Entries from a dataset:
┄┄┄┄┄┄┄┄┄┄┄┄┄┄┄┄┄┄┄┄
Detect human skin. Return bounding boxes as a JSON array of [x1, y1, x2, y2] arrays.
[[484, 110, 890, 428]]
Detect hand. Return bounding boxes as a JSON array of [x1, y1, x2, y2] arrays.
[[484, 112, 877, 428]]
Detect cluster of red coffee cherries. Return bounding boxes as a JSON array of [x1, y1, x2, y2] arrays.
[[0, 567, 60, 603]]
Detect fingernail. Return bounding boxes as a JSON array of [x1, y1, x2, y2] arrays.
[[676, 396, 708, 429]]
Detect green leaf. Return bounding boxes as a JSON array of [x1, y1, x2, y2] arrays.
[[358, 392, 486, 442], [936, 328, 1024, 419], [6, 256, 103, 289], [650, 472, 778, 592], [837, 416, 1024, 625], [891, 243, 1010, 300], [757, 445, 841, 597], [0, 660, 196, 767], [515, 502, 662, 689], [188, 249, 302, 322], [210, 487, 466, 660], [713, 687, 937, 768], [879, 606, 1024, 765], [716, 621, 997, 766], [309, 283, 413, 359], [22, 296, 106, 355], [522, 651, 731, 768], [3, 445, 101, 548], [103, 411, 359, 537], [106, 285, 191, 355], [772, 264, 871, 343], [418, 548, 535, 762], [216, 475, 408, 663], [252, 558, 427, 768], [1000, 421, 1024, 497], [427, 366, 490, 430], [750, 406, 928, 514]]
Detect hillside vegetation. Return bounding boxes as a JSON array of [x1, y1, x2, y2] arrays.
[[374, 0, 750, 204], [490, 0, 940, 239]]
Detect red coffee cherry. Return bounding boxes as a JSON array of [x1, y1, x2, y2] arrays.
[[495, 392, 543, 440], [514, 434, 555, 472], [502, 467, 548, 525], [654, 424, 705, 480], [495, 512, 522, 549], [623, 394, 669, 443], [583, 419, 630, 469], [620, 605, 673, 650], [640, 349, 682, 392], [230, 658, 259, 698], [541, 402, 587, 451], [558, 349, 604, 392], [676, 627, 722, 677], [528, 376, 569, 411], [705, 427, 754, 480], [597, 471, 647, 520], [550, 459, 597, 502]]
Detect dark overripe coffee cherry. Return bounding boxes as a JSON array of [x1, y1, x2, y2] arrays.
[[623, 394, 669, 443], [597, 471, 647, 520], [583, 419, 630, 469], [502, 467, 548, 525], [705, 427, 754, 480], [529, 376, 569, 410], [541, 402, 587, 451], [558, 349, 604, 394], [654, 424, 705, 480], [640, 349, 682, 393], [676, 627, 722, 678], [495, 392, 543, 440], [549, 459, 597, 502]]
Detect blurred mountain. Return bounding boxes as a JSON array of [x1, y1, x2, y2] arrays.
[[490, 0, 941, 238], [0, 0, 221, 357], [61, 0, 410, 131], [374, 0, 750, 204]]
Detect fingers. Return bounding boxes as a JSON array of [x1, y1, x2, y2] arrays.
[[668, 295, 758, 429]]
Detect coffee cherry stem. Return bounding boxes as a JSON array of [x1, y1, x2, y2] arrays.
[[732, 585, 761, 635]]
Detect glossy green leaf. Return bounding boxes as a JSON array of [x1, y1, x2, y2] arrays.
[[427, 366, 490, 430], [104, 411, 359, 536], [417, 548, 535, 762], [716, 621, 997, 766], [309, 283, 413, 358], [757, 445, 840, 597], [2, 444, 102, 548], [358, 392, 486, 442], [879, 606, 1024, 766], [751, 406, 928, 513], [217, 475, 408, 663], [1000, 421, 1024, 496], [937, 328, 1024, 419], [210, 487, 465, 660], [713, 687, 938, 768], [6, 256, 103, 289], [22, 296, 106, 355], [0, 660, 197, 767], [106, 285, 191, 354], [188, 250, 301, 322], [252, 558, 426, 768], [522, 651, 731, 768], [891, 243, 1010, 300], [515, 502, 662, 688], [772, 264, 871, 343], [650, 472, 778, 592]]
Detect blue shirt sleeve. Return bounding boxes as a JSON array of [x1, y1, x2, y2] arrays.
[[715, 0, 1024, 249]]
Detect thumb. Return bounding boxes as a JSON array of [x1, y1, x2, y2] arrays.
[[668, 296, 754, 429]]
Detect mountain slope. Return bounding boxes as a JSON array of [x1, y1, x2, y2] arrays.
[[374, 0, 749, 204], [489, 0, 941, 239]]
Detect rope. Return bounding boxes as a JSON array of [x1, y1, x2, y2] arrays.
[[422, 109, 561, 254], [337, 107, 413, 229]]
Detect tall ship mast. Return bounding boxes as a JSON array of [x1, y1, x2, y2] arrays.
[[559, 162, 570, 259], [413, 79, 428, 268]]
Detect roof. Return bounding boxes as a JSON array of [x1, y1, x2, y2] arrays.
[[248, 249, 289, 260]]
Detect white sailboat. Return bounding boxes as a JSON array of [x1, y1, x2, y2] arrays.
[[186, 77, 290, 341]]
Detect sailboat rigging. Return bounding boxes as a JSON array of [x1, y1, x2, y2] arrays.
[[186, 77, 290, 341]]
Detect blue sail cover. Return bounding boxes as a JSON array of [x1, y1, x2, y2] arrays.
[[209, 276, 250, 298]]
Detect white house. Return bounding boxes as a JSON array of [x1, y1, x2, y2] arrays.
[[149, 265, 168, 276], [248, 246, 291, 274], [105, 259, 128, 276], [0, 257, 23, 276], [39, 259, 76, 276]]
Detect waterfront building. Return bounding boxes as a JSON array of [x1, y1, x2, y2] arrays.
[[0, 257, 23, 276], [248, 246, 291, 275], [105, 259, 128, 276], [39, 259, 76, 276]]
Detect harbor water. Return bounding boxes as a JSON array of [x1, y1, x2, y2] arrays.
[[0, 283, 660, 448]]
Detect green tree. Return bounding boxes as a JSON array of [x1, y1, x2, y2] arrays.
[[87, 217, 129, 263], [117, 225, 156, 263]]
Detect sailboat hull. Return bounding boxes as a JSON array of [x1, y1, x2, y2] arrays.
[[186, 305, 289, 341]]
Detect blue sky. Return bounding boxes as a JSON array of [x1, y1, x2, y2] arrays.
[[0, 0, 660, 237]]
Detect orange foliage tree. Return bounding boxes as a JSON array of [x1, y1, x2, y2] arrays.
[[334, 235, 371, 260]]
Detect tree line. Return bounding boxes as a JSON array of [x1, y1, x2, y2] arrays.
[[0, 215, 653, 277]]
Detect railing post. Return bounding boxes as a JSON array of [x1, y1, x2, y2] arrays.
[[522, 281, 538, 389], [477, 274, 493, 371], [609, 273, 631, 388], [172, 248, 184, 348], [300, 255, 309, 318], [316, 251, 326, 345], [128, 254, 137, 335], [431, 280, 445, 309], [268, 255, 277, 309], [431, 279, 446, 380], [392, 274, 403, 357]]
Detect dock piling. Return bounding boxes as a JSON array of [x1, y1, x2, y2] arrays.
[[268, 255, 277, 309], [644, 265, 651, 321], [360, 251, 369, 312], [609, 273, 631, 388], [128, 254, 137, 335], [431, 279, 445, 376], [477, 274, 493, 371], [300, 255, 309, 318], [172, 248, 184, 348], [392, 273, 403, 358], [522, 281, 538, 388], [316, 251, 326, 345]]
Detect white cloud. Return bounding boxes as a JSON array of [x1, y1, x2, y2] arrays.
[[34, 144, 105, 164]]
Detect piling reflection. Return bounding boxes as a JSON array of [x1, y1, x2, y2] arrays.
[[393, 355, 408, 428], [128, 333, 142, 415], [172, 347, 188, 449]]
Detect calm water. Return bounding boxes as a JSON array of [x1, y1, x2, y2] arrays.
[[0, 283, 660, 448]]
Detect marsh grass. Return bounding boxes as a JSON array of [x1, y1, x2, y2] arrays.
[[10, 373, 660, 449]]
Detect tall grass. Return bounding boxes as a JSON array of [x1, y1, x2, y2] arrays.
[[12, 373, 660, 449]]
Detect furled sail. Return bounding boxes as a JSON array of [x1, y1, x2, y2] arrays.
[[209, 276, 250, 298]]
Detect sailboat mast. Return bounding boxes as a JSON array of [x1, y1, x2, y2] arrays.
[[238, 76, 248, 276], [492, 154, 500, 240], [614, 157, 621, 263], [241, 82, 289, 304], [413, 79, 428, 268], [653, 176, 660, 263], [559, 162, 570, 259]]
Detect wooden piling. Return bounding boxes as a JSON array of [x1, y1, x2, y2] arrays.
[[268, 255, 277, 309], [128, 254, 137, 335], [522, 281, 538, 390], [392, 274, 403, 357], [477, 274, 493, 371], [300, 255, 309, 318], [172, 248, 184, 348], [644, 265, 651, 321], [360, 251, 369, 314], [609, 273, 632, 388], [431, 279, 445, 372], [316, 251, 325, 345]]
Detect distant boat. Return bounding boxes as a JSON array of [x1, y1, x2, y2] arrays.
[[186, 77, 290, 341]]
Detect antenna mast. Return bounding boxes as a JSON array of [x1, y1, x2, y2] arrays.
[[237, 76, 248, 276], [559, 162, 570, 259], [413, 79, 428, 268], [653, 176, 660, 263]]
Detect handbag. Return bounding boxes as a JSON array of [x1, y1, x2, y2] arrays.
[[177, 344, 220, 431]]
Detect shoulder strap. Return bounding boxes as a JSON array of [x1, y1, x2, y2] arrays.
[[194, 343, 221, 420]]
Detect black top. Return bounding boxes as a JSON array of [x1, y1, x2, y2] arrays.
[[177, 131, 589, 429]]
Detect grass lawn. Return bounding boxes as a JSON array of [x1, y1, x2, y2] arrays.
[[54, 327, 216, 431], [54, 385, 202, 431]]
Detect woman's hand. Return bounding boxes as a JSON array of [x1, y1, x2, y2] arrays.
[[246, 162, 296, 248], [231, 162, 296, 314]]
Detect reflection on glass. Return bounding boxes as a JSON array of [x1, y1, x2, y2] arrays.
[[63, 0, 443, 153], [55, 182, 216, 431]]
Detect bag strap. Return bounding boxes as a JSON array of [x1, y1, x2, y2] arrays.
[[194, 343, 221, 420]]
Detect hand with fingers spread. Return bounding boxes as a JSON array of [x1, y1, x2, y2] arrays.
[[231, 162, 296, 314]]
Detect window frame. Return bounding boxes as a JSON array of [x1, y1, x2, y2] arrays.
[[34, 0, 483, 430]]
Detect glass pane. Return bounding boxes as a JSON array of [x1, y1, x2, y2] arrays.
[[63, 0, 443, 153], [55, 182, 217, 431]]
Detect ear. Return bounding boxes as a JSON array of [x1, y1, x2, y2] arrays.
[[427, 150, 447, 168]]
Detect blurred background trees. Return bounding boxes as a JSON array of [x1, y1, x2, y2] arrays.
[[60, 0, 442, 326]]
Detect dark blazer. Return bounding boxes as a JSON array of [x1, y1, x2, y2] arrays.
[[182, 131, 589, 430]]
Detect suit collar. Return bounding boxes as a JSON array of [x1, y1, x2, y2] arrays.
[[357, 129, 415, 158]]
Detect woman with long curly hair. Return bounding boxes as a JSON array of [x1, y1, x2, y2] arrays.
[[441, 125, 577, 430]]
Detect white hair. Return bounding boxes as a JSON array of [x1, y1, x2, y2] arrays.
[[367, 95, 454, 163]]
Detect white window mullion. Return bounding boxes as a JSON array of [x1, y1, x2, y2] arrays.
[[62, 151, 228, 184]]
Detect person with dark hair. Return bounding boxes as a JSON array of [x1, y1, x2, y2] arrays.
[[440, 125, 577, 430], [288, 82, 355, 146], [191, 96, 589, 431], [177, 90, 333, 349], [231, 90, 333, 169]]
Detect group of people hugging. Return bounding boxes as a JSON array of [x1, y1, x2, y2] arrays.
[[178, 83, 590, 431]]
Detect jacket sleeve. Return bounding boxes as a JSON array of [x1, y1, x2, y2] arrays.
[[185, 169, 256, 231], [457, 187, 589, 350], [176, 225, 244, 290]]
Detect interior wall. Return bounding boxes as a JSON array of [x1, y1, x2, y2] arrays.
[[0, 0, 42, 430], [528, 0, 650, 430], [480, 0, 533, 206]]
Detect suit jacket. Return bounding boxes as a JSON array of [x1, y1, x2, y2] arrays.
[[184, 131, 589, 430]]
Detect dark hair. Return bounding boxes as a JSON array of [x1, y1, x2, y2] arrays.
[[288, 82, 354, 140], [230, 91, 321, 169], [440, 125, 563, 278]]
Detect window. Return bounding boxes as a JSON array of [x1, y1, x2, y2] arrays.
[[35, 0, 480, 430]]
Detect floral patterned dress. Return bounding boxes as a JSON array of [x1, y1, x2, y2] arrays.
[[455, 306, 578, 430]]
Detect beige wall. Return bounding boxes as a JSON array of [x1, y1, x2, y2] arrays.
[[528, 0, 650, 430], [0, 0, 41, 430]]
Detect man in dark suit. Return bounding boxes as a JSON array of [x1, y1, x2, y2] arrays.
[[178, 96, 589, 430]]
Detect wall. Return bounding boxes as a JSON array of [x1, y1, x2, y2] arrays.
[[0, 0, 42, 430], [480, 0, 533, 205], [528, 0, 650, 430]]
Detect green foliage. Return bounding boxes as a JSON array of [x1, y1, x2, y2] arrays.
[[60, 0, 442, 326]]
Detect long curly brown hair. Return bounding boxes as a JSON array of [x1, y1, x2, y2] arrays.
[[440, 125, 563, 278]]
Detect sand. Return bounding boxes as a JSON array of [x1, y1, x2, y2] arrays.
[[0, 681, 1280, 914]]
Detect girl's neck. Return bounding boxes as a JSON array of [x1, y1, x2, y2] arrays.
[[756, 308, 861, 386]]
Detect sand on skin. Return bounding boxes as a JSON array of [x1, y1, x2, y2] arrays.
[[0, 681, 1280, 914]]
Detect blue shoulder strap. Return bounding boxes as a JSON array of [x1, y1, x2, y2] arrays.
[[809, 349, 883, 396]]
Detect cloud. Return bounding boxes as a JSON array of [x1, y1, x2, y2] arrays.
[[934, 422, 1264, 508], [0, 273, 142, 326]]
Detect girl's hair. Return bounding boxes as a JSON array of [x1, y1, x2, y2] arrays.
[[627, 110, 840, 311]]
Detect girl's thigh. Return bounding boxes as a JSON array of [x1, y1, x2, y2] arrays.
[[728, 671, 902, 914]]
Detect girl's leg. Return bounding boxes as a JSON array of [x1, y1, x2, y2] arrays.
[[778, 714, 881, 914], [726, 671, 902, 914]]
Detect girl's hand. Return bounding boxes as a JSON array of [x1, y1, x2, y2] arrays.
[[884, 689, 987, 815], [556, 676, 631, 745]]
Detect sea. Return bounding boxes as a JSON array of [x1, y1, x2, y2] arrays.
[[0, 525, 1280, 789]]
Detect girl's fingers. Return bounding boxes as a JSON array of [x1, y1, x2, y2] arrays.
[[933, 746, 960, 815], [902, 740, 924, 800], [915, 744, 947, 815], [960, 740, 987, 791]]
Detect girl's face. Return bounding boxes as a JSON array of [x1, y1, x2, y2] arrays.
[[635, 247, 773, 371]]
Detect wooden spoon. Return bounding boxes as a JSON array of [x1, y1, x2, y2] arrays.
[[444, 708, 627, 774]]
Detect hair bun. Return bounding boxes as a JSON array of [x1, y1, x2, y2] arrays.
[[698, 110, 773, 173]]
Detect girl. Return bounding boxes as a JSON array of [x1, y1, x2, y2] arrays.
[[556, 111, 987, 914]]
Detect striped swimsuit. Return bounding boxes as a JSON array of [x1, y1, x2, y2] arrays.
┄┄┄┄┄┄┄┄┄┄┄┄┄┄┄┄┄┄┄┄
### Exercise prompt:
Return the lines of the material above verbatim, starting at the line that contains "Detect hillside vegetation." and ending at the line that contains "[550, 459, 597, 502]]".

### Finished answer:
Detect hillside vegetation. Return bounding boxes as a JSON array of [x1, y1, x2, y2] arrays.
[[374, 0, 750, 204], [490, 0, 940, 239]]
Detect red coffee cherry. Return bounding boxes as a JSON array of [x1, y1, x2, y2] arrays.
[[495, 392, 543, 440], [514, 434, 555, 472], [502, 467, 548, 525], [654, 424, 705, 480], [495, 512, 522, 549], [623, 394, 669, 443], [583, 419, 630, 469], [620, 605, 673, 650], [640, 349, 682, 392], [230, 658, 259, 698], [541, 402, 587, 451], [558, 349, 604, 392], [676, 627, 722, 677], [528, 376, 569, 411], [705, 427, 754, 480], [597, 471, 647, 520], [550, 459, 597, 502]]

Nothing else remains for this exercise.